## Excerpt to read:

In the early 70s, British DJ John Peel was a great supporter of what later became known as Krautrock and Can recorded four sessions for his show (15 - 20 minutes recorded live at BBC studios) from 1973 - 5. Can’s albums were all recorded at their own studio with Holger Czukay producing, so this really captures them in an unfamiliar setting. Can always incorporated a lot of improvisation in their shows, and most of the music on this CD is what Holger Czukay called ‘spontaneous compositions.’ 
The CD starts with a lengthy piece from what is generally regarded as the classic Can line up with Damo Suzuki on vocals. Up The Bakerloo Line With Anne (possibly named for DJ Anne Nightingale) starts rather tentatively with some of Karoli’s trademark blues raga guitar, before quickly hitting a Future Days style groove. Czukay and Liebezeit hold down the rhythm, while Karoli and Suzuki free form all over the place and Schmidt adds odd washes of colour from his keyboards. This is Can at the top of their game, demonstrating an almost telepathic interplay and conjuring up mind spinning sounds apparently out of thin air, although the fact that they had been playing together 10 hours a day for several years probably helped. When the piece fades out at 18.46 you’re left with the feeling that they’d just got started and there was much more to come. The next two tracks were recorded 18 months later, and bear a strong resemblance to side 2 of Soon Over Babaluma. Return to BB City is a low key piece which recalls Quantum Physics, dominated by Schmidt’s ghostly keyboards and Liebezeit’s understated percussion. Tape Kebab is a fuzz guitar led freak out in the mould of Chain Reaction, but even more intense - this is one of Karoli’s finest moments as a guitarist. Tony Wanna Go was recorded 9 months earlier, and is another long improvisation with some jaw dropping moments. Suzuki may have left, but in 1974 Can had lost none of their drive and fire. The last two tracks were recorded in 1975 at around the time of Landed, and show the band just past their peak. Geheim (Half Past One), as the title implies, is a reworking of Half Past One from Landed and features Michael Karoli on vocals - it’s atmospheric stuff, but lacks the intensity of what went before. The last track is based around Irmin Schmidt’s piano playing, and there is a splendid interplay with Karoli’s guitar. It’s highly structured and probably the closest thing to mainstream prog on the album, but as with Geheim there’s a feeling that the band have lost some of their other worldliness and that they have started playing safe. 

This is an excellent collection of largely original material from one of the seminal Krautrock bands, and shows their development over 2 years and 3 studio albums. Few of their contemporaries had such a talent for improvisation - King Crimson were probably the only other band at the time who had the same kind of interplay - but very little of their spontaneous music has been officially released. This album shows just how good they could be. Strongly recommended…….by Syzygy …~


It’s such a shame that CAN didn’t release some official live albums during their peak in the seventies. This was really the first one but it wasn’t released until 1995. The Peel Sessions that these tracks were taken from happened from four different visits by the band between February of 1973 to May of 1975. Only one track features Damo on vocals and all but one of these tracks is a improv, so all new material for the CAN fan. It just seems so adventerous to me for these guys to go to the UK and go on John Peel’s show and not play songs that they and their fans were familiar with. These guys rank right up there with KING CRIMSON for having balls of steel in doing such things. I must admit that at times this doesn’t even sound like CAN.

## Your task:
In the review of Can's Peel Sessions, reproduce word for word the passage that starts at "It’s such a" and stops after "sound like CAN.".

## Data records:
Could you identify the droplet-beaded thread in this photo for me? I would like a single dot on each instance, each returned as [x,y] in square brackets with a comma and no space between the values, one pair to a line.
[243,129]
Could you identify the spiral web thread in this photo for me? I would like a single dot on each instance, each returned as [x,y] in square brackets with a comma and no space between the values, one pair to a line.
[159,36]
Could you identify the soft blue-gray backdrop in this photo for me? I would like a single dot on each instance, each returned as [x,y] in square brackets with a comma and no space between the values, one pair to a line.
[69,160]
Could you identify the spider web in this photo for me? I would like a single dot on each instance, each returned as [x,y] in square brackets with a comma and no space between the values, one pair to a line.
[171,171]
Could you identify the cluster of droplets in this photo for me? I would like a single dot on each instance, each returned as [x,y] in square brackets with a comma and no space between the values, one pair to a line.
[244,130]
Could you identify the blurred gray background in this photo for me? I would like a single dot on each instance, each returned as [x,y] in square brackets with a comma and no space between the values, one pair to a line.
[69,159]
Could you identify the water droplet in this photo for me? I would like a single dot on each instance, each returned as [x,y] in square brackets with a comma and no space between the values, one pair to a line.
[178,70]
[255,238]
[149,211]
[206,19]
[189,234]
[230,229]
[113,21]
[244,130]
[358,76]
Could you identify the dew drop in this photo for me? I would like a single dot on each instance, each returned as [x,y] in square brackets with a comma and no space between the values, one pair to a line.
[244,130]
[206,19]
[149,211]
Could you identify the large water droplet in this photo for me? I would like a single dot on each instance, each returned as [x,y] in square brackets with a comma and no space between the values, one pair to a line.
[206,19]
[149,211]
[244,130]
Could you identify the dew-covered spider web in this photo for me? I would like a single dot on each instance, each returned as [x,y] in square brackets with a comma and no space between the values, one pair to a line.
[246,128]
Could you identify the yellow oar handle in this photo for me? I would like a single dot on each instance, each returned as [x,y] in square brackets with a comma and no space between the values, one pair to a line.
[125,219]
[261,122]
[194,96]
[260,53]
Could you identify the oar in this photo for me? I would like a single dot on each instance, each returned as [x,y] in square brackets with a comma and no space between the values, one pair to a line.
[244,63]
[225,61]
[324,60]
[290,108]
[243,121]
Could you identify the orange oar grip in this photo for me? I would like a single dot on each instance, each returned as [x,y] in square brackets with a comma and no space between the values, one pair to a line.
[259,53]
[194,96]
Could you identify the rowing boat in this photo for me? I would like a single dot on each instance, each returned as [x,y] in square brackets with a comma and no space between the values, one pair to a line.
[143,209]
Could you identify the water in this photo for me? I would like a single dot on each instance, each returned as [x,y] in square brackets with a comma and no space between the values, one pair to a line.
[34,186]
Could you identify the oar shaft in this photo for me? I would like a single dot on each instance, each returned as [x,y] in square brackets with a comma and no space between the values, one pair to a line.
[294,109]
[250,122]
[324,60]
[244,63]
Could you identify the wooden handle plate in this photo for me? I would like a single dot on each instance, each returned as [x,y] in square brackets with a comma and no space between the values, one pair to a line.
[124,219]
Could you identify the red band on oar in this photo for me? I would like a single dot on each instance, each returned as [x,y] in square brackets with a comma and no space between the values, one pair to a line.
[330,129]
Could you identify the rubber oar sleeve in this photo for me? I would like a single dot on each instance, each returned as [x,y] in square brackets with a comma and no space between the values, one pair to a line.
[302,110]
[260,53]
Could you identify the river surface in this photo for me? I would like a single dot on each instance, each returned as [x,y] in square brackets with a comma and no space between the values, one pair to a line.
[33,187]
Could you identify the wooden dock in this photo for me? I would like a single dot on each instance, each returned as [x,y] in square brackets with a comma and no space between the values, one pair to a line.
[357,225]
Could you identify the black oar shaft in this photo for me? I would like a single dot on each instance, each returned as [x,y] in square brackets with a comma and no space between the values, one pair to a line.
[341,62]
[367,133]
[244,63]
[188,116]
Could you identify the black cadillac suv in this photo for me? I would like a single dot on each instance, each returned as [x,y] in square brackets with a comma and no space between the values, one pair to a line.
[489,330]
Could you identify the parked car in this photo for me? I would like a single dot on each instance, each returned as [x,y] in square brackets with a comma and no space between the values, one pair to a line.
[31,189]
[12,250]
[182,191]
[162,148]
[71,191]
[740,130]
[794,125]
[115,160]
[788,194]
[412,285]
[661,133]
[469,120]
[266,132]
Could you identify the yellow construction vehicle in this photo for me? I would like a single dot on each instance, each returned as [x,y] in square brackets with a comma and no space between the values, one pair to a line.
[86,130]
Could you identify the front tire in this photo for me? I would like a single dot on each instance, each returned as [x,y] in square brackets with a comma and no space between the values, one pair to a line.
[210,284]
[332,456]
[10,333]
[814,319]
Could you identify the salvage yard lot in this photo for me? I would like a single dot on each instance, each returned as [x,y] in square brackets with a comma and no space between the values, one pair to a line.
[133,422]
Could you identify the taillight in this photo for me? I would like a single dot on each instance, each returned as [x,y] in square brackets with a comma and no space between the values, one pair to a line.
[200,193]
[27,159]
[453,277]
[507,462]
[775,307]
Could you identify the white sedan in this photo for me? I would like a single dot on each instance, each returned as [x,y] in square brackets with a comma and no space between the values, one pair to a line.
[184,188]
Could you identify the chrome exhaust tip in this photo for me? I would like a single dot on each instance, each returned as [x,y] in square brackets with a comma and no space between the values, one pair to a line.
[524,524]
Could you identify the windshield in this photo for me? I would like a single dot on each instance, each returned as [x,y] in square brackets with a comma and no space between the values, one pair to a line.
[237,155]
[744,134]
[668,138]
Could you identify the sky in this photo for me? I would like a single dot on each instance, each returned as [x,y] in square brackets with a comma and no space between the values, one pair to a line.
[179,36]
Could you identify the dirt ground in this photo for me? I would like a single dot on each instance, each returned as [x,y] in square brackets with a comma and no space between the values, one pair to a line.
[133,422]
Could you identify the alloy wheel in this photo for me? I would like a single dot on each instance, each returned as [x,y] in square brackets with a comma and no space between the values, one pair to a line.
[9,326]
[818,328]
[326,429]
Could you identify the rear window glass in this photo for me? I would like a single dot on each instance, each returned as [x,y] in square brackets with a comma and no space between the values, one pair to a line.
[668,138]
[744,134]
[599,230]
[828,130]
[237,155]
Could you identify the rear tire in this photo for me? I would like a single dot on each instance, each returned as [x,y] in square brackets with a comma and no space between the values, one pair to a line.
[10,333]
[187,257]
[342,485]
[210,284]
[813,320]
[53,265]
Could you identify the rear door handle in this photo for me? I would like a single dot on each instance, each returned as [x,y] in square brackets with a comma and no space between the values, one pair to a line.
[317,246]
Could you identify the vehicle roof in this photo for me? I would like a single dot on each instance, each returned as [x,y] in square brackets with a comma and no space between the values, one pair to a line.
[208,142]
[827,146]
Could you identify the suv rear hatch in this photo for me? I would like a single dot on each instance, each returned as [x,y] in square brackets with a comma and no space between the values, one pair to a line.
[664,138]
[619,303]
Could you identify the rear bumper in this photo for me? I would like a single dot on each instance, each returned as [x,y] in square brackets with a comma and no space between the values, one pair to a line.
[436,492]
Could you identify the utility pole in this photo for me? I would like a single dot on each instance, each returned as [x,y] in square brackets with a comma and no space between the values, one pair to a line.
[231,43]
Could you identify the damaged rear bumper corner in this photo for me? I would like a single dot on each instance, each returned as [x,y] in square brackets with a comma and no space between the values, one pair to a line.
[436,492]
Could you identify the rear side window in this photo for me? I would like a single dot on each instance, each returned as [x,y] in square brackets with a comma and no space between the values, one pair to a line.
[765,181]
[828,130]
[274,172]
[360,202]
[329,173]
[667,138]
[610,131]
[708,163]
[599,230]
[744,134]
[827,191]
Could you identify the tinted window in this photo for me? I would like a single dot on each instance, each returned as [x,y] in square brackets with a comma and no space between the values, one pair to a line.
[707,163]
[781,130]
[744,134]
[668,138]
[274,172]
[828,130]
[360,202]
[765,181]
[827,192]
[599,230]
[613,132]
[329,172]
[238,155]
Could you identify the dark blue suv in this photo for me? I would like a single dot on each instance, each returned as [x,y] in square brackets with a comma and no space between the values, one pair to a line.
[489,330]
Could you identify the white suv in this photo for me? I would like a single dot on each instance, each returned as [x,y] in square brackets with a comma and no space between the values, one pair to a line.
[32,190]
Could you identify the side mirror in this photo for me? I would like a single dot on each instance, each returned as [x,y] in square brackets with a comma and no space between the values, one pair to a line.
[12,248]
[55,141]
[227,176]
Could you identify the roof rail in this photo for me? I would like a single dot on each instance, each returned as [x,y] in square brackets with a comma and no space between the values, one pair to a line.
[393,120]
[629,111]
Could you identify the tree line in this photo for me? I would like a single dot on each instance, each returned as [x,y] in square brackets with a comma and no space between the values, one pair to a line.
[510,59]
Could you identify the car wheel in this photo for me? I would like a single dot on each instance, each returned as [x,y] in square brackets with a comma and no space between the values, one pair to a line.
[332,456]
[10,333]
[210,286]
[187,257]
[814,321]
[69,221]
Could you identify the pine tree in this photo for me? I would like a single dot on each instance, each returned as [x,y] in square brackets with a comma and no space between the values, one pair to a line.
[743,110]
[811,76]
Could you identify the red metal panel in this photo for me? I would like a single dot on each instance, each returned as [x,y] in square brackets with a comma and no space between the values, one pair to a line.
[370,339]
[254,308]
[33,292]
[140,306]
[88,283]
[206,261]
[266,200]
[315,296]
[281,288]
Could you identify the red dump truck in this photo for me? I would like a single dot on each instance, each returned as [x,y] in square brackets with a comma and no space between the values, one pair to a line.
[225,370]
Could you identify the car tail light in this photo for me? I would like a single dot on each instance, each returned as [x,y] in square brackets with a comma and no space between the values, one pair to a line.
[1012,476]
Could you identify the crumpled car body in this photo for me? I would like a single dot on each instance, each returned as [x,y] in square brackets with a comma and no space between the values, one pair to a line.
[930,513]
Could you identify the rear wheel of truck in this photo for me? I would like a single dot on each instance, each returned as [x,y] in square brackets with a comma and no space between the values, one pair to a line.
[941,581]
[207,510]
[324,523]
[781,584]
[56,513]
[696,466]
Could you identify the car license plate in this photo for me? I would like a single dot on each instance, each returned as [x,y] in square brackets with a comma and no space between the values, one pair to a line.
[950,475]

## Task answer:
It’s such a shame that CAN didn’t release some official live albums during their peak in the seventies. This was really the first one but it wasn’t released until 1995. The Peel Sessions that these tracks were taken from happened from four different visits by the band between February of 1973 to May of 1975. Only one track features Damo on vocals and all but one of these tracks is a improv, so all new material for the CAN fan. It just seems so adventerous to me for these guys to go to the UK and go on John Peel’s show and not play songs that they and their fans were familiar with. These guys rank right up there with KING CRIMSON for having balls of steel in doing such things. I must admit that at times this doesn’t even sound like CAN.